Les femmes disent dresser la table de réveillon (76%) selon ce sondage.
Les femmes disent dresser la table de réveillon (76%) selon ce sondage.
Crédit : Illustration | Envato

62% des Francaises déclarent en faire plus que leur conjoint dans l'organisation des fêtes de Noël, dont 37% "beaucoup plus", selon un sondage Ifop qui porte sur les préparatifs des célébrations de fin d'année.

"Noël est une fête importante pour moi et je suis très organisée pour être détendue le jour J, pour que ce soit réussi", témoigne Florence, 58 ans. "Ça commence en novembre pour les cadeaux. La bouffe, c'est en décembre. Les étrennes, les parents âgés, le rangement : le marathon se termine le 25 décembre dans mon lit. Mon loulou ne fait rien, à part le pinard".

Les femmes disent décorer le sapin (57%), dresser la table de réveillon (76%), cuisiner le plat principal (63%), selon ce sondage réalisé auprès de 1.500 personnes il y a un an, en décembre 2022. Tâches majoritairement masculines : l'ouverture des fruits de mer à 54% et le choix des boissons à 40%.

────────

> **Problèmes à résoudre**:
(a) Pouvez-vous reproduire, dans le texte sur la répartition des préparatifs de Noël, le passage qui commence par « 62% des Francaises » et se poursuit jusqu'à « boissons à 40%. » ?
(b) Poursuivez le texte sur la répartition des préparatifs de Noël à la suite de sa dernière phrase.

────────

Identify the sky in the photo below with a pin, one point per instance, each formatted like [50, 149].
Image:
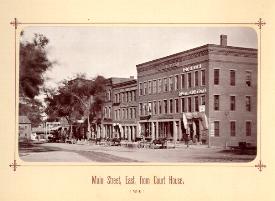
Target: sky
[115, 51]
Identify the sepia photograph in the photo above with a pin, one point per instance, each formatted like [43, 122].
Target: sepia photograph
[131, 94]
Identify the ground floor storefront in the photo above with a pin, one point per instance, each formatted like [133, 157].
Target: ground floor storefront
[192, 127]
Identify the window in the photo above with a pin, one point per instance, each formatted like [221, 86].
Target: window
[134, 95]
[216, 102]
[189, 77]
[140, 109]
[232, 128]
[145, 108]
[248, 128]
[183, 105]
[165, 85]
[154, 86]
[129, 96]
[171, 105]
[160, 111]
[248, 103]
[149, 87]
[145, 88]
[196, 103]
[216, 128]
[203, 77]
[232, 77]
[177, 105]
[196, 78]
[203, 100]
[165, 107]
[170, 83]
[140, 89]
[126, 97]
[176, 82]
[155, 107]
[182, 81]
[248, 77]
[216, 76]
[232, 103]
[149, 108]
[159, 85]
[189, 104]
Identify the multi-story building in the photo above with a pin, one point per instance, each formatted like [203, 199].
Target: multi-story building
[216, 85]
[106, 127]
[125, 109]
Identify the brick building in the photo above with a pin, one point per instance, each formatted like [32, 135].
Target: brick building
[205, 93]
[125, 109]
[105, 128]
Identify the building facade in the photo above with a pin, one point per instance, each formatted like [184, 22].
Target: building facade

────────

> **Corrigé**:
(a)
62% des Francaises déclarent en faire plus que leur conjoint dans l'organisation des fêtes de Noël, dont 37% "beaucoup plus", selon un sondage Ifop qui porte sur les préparatifs des célébrations de fin d'année.

"Noël est une fête importante pour moi et je suis très organisée pour être détendue le jour J, pour que ce soit réussi", témoigne Florence, 58 ans. "Ça commence en novembre pour les cadeaux. La bouffe, c'est en décembre. Les étrennes, les parents âgés, le rangement : le marathon se termine le 25 décembre dans mon lit. Mon loulou ne fait rien, à part le pinard".

Les femmes disent décorer le sapin (57%), dresser la table de réveillon (76%), cuisiner le plat principal (63%), selon ce sondage réalisé auprès de 1.500 personnes il y a un an, en décembre 2022. Tâches majoritairement masculines : l'ouverture des fruits de mer à 54% et le choix des boissons à 40%.

(b)
 

"J'en ai ras le bonnet du Père Noël"

"Ces tâches d'exécution sont visibles, elles ont un début et une fin. Le plus épuisant, c'est la charge mentale d'organiser tout, d'anticiper. Un travail invisible qui occupe l'esprit en permanence, qui l'empêche de vagabonder, de se reposer", explique Emma Clit, qui a popularisé le concept de charge mentale en 2017 dans une BD sur son blog emmaclit.com.

Ce sont souvent les femmes qui entretiennent les liens avec les parents vieillissants et la belle-famille, et qui se chargent aussi de trouver des cadeaux pour eux.

"Trouver les cadeaux représente un fort investissement mental quand on cherche ce qui peut plaire à une personne. L'homme ne se rend pas compte de cette charge mentale inégalitaire", explique le sociologue Jean-Claude Kaufmann.

"Entre les cadeaux, les courses à faire ici ou là, les menus, la maison à préparer pour 15 personnes, j'en ai ras le bonnet du Père Noël", se plaint Sophie, mère de quatre garçons.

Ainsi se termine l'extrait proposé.